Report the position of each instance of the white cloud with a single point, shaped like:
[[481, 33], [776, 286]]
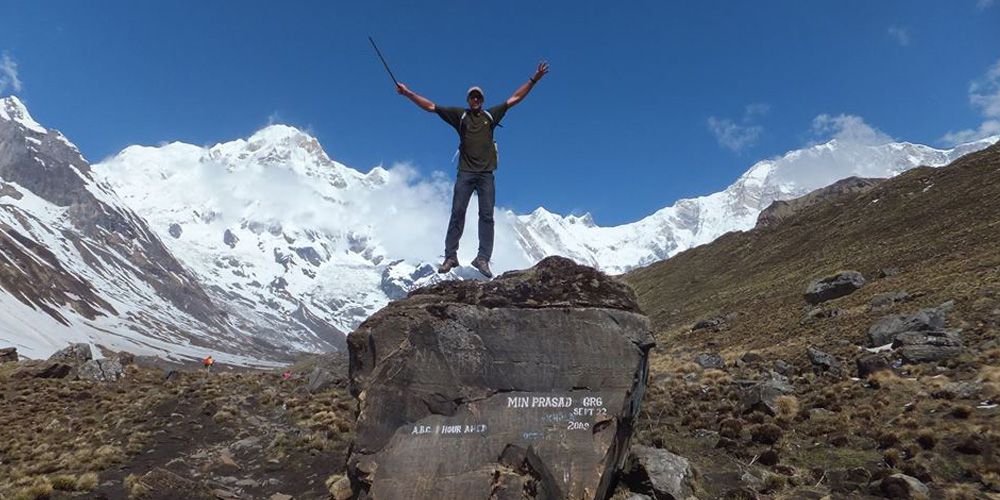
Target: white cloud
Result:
[[850, 129], [738, 135], [854, 154], [986, 129], [984, 95], [8, 74], [900, 35], [756, 108]]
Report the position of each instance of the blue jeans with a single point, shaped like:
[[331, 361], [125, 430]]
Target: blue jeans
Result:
[[482, 184]]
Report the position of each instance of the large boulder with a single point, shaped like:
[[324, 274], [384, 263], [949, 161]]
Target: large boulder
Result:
[[884, 331], [8, 355], [658, 473], [763, 395], [525, 386], [73, 354], [832, 287], [101, 370]]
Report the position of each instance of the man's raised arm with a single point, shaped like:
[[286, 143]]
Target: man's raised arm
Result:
[[417, 99], [522, 91]]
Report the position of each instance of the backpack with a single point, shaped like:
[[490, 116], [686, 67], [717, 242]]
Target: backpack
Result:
[[496, 148]]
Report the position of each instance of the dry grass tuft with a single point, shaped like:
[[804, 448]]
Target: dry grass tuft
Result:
[[786, 408]]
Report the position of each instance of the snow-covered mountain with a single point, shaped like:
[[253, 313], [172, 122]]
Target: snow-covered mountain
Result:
[[274, 228], [255, 248], [696, 221], [78, 265]]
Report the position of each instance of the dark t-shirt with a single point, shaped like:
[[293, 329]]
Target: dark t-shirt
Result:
[[476, 151]]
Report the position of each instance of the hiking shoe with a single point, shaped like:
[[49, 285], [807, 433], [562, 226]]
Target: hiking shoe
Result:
[[448, 264], [483, 266]]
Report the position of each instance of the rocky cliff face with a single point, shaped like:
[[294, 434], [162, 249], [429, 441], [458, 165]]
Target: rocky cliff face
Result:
[[526, 386]]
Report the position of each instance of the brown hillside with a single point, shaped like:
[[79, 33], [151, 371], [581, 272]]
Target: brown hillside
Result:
[[940, 228]]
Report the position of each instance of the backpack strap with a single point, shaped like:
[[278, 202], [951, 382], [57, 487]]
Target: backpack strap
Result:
[[461, 121]]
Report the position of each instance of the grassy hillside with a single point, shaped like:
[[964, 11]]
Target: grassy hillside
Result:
[[940, 228]]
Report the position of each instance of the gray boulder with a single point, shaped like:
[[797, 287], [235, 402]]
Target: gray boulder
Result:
[[762, 396], [321, 378], [710, 360], [884, 330], [929, 346], [717, 323], [884, 300], [903, 486], [102, 370], [822, 361], [658, 473], [74, 354], [527, 384], [832, 287], [8, 355], [871, 363]]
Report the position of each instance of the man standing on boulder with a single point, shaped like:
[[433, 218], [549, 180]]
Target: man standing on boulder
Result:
[[477, 159]]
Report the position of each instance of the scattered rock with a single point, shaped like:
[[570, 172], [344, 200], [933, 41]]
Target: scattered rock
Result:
[[320, 379], [230, 239], [162, 483], [246, 444], [483, 371], [871, 363], [639, 496], [928, 346], [769, 457], [101, 370], [762, 396], [749, 358], [886, 272], [822, 361], [710, 361], [784, 368], [659, 473], [8, 355], [340, 489], [971, 445], [817, 313], [884, 300], [716, 324], [848, 480], [832, 287], [884, 330], [42, 369], [74, 354], [903, 486]]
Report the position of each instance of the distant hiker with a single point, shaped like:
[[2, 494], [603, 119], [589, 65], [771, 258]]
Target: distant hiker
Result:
[[477, 159]]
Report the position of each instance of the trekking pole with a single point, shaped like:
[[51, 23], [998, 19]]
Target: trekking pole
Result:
[[383, 60]]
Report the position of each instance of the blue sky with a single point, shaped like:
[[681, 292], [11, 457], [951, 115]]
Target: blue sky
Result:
[[647, 101]]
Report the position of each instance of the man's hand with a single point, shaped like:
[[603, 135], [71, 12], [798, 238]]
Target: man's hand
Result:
[[522, 91], [543, 68], [417, 99]]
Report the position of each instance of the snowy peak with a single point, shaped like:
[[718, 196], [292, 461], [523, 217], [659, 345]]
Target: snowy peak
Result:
[[12, 109]]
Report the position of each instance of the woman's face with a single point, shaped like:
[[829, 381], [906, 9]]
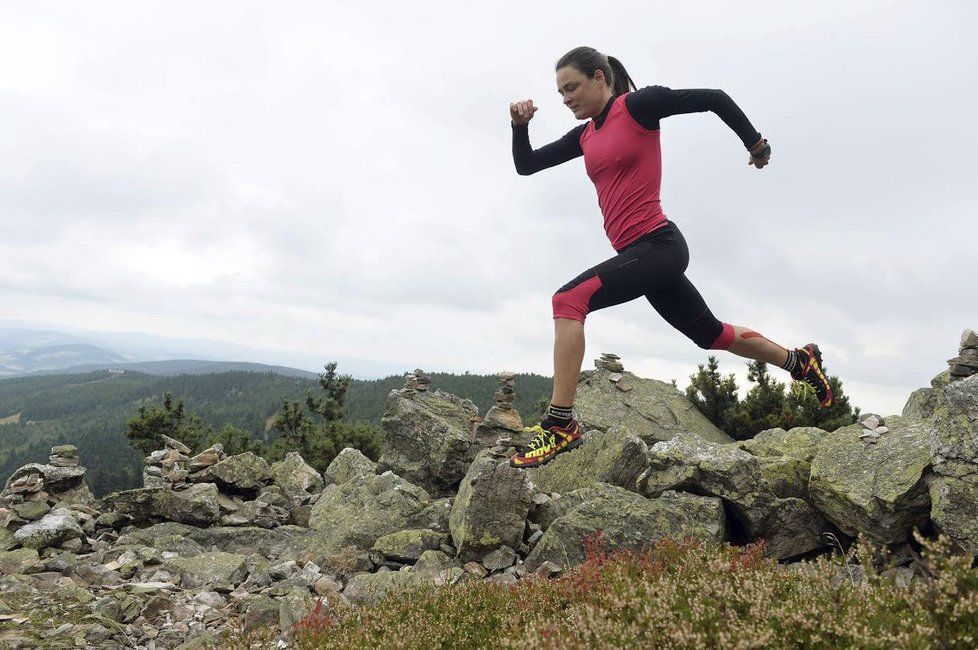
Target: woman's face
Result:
[[585, 97]]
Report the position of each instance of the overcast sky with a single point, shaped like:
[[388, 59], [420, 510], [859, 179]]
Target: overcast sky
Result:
[[336, 179]]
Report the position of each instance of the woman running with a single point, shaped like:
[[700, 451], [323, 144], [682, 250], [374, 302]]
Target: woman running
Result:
[[620, 145]]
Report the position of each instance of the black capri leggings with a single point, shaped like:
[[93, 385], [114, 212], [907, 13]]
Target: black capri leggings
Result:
[[653, 266]]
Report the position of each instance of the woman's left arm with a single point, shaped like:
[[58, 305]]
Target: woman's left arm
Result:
[[650, 104]]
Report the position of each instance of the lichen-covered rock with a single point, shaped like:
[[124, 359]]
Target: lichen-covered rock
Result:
[[349, 464], [432, 563], [952, 409], [545, 514], [880, 489], [785, 458], [360, 511], [651, 409], [53, 529], [490, 508], [241, 474], [428, 439], [614, 457], [56, 479], [790, 526], [368, 588], [212, 568], [408, 545], [294, 606], [296, 477], [628, 521], [21, 561], [6, 540], [198, 505]]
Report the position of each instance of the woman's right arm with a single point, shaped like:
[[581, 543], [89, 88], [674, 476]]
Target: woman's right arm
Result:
[[529, 161]]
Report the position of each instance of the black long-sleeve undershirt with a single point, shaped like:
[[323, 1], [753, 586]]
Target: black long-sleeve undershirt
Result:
[[647, 106]]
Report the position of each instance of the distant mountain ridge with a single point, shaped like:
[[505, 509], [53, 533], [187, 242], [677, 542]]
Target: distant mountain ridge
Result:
[[55, 358], [173, 367]]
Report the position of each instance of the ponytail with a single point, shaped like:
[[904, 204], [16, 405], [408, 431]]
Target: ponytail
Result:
[[588, 60]]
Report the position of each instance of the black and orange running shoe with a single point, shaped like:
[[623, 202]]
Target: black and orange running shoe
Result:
[[810, 371], [547, 443]]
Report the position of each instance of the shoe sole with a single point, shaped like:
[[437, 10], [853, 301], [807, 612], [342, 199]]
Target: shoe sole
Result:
[[574, 444], [818, 360]]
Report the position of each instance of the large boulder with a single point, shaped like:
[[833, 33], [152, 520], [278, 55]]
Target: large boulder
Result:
[[212, 568], [53, 529], [198, 505], [790, 526], [952, 409], [615, 457], [627, 521], [368, 588], [490, 508], [241, 474], [56, 479], [349, 464], [650, 409], [785, 458], [877, 489], [240, 540], [360, 511], [408, 545], [428, 439], [296, 477]]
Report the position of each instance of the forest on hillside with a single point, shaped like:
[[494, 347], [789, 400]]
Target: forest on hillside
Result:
[[91, 410]]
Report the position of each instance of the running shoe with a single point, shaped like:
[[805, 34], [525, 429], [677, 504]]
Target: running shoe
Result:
[[810, 371], [547, 443]]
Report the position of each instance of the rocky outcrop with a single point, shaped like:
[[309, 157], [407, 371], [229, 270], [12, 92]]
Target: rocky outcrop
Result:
[[878, 489], [627, 521], [428, 439], [790, 526], [362, 510], [614, 457], [652, 410], [214, 538], [491, 507]]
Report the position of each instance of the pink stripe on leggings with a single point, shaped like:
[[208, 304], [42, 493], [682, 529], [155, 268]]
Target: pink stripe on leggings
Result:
[[574, 303], [723, 341]]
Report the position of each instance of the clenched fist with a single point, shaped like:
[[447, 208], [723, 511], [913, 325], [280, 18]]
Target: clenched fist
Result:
[[522, 112], [760, 153]]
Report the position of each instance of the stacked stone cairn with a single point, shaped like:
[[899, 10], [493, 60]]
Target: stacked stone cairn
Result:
[[502, 425], [171, 466], [612, 363], [416, 382], [874, 426], [966, 363]]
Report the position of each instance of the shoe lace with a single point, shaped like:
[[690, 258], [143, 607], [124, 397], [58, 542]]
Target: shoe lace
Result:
[[540, 438]]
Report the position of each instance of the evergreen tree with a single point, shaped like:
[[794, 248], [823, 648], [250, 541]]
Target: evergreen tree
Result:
[[321, 434], [762, 407], [145, 430], [714, 396]]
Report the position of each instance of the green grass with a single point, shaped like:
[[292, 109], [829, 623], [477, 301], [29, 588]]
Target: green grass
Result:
[[678, 595]]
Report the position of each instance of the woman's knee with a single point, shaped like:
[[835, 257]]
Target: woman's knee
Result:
[[709, 333], [573, 300]]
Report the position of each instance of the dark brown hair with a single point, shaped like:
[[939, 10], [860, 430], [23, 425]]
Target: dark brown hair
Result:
[[587, 60]]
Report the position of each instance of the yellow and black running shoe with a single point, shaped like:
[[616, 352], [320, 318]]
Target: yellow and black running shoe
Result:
[[547, 443], [810, 371]]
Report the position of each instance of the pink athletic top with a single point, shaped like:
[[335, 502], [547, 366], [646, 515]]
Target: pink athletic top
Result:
[[624, 160]]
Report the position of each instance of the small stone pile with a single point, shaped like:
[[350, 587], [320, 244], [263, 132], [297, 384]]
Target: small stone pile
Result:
[[417, 381], [64, 456], [612, 363], [966, 363], [502, 424], [171, 466], [874, 427]]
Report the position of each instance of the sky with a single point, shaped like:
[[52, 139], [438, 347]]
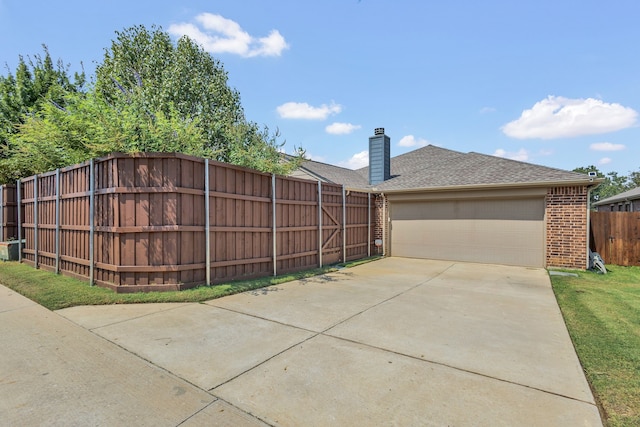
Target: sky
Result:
[[550, 82]]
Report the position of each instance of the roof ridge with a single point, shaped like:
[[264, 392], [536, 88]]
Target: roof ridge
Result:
[[525, 163]]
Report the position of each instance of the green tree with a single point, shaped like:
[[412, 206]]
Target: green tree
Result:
[[37, 82], [183, 81], [87, 126], [612, 184], [149, 95]]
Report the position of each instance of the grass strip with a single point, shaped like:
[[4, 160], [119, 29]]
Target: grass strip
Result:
[[602, 313], [57, 291]]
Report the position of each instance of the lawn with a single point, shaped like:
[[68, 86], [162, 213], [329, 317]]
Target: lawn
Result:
[[57, 291], [602, 313]]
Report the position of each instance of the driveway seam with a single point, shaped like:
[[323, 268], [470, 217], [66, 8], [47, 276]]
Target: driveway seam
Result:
[[457, 368]]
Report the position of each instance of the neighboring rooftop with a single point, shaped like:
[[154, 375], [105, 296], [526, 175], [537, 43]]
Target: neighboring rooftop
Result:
[[434, 167], [633, 194]]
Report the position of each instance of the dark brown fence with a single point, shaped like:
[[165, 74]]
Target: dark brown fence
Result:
[[616, 237], [8, 213], [140, 222]]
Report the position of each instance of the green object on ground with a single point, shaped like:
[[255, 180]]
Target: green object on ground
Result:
[[602, 313], [58, 291]]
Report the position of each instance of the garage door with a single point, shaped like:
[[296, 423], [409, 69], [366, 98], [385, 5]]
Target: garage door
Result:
[[496, 231]]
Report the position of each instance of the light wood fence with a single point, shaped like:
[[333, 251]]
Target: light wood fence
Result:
[[616, 237]]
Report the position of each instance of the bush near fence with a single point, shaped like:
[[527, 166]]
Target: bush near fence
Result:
[[138, 222]]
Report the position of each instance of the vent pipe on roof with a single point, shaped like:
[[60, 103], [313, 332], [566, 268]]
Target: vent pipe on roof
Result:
[[379, 157]]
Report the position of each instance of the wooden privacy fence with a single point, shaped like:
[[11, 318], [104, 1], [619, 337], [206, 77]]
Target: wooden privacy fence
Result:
[[169, 221], [8, 213], [616, 237]]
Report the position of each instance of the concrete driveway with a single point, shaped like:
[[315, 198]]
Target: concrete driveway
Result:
[[392, 342]]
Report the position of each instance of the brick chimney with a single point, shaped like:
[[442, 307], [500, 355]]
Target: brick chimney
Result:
[[379, 157]]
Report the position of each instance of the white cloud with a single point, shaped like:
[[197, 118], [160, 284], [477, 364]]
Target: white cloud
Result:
[[520, 155], [302, 110], [606, 146], [341, 128], [310, 156], [559, 117], [357, 161], [412, 141], [218, 34]]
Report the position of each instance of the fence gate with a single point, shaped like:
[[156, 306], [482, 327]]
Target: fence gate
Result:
[[332, 229]]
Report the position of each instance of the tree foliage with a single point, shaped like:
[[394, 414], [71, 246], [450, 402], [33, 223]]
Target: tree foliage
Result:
[[149, 94], [184, 82], [37, 82], [613, 183]]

• EXERCISE GOAL: In the listing above, find the line with "Report the position of each instance of the brick" and set down that line and all after it exactly, through the final line.

• RESPONSE TO THE TASK:
Report the position of each instance of the brick chimney with a single point, shaped like:
[[442, 307], [500, 355]]
Target: brick chimney
Result:
[[379, 157]]
Report the position of each instance of the white cloud with a single point, shaped like:
[[197, 118], [160, 284], [477, 364]]
Target: white cloud
Result:
[[520, 155], [302, 110], [606, 146], [341, 128], [310, 156], [559, 117], [357, 161], [412, 141], [218, 34]]
Report the position of each instance of the fence gate with a single point, shaped like:
[[156, 306], [482, 327]]
Target: fence gate
Result:
[[332, 229]]
Report the position of each instance of the tree foliage with a single point, shaped like:
[[394, 414], [71, 246], [450, 402], [33, 223]]
Target: tree foliage
Result:
[[149, 94], [184, 82], [37, 82], [613, 183]]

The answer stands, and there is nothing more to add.